FRAGMENTO SELECCIONADO >>
....................
A esta frecuente crítica a la nobleza, se unía, más veladamente por causa de la Inquisición, la dirigida al clero. Pero no se trataba, en el caso de los ilustrados españoles, de una crítica teológica, sino basada en la inercia científica de la escolástica y la pervivencia de señoríos eclesiásticos (2591, amén de 1235 abadengos, en el Censo de 1797). Por esta razón, como Richard Herr ha demostrado222, los ataques por parte de los tradicionalistas al pretendido ateísmo o agnosticismo de nuestros ilustrados se perdían en el vacío de lo inútil, esfuerzo errado.

Fuera la educación223 o la economía224 el eje motriz de la Ilustración, la mayor parte de quienes se integraron en las sociedades económicas o lucharon por las reformas en el campo político, no pensaba en una revolución. La frase con que Sánchez Agesta define la raíz del pensamiento de Jovellanos es, pues, aplicable a casi todos sus compañeros: «Desde las filas ilustradas del racionalismo reformador, Jovellanos no ha dejado de identificar a España con su religión, su constitución, sus leyes, sus costumbres, sus usos, en una palabra: con su tradición»225. De ahí que, con la creencia en una evolución de las estructuras políticas, hubiera rechazado la solución revolucionaria: «Que nada bueno se puede esperar de las revoluciones en el Gobierno [...] Pero si, escarmentadas [las naciones europeas], prefieren la paz y protegen las artes pacíficas, y sobre todo, la agricultura (la única que puede solidar su poder), evitarán su ruina», según Jovellanos226. (Esta generalizada repugnancia de los liberales por la violencia podría explicar la actitud antirrevolucionaria del sainetero gaditano González del Castillo).
....................
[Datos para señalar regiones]
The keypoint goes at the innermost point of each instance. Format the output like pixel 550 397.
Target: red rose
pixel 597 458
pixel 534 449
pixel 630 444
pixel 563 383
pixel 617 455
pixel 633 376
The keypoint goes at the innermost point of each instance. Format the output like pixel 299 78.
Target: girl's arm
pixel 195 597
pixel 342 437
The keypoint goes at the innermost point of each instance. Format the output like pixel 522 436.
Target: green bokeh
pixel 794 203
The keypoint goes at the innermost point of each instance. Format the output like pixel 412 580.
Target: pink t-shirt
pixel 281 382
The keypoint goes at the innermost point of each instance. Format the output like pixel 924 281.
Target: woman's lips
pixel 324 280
....................
TAREAS POR COMPLETAR >>
(A) Según el fragmento, ¿cuántos señoríos eclesiásticos recogía el Censo de 1797?
(B) Enumera todo aquello con lo que Jovellanos identifica a España en la cita de Sánchez Agesta del fragmento, antes de resumirlo en una palabra.
(C) Edita el fragmento: reproduce todo lo que va desde "A esta frecuente" hasta "inútil, esfuerzo errado.", sustituyendo "la Inquisición" por "el Santo Oficio".

RESPUESTAS ESPERADAS >>
(A) 2591, además de 1235 abadengos.

(B) Su religión, su constitución, sus leyes, sus costumbres y sus usos.

(C)
A esta frecuente crítica a la nobleza, se unía, más veladamente por causa de el Santo Oficio, la dirigida al clero. Pero no se trataba, en el caso de los ilustrados españoles, de una crítica teológica, sino basada en la inercia científica de la escolástica y la pervivencia de señoríos eclesiásticos (2591, amén de 1235 abadengos, en el Censo de 1797). Por esta razón, como Richard Herr ha demostrado222, los ataques por parte de los tradicionalistas al pretendido ateísmo o agnosticismo de nuestros ilustrados se perdían en el vacío de lo inútil, esfuerzo errado.